Could you show each line of the records that contains the word "bumper"?

▶ _RECORDS FOR THIS EXERCISE_
++++

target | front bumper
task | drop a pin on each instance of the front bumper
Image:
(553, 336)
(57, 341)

++++

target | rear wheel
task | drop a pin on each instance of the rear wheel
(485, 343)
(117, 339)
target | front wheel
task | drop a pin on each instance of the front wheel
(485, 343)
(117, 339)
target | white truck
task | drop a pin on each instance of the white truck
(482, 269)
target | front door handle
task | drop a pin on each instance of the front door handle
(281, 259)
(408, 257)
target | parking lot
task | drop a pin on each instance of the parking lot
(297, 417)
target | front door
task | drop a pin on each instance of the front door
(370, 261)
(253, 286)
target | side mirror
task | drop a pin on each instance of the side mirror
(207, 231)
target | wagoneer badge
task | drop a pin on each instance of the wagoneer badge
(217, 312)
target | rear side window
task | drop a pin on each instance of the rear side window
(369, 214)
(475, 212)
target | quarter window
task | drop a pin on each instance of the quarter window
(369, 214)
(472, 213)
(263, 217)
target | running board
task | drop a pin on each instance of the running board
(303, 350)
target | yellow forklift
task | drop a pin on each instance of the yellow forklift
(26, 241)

++++

▶ _ANSWER BOX_
target | front bumper
task | drop a pin on each instance of the front bumper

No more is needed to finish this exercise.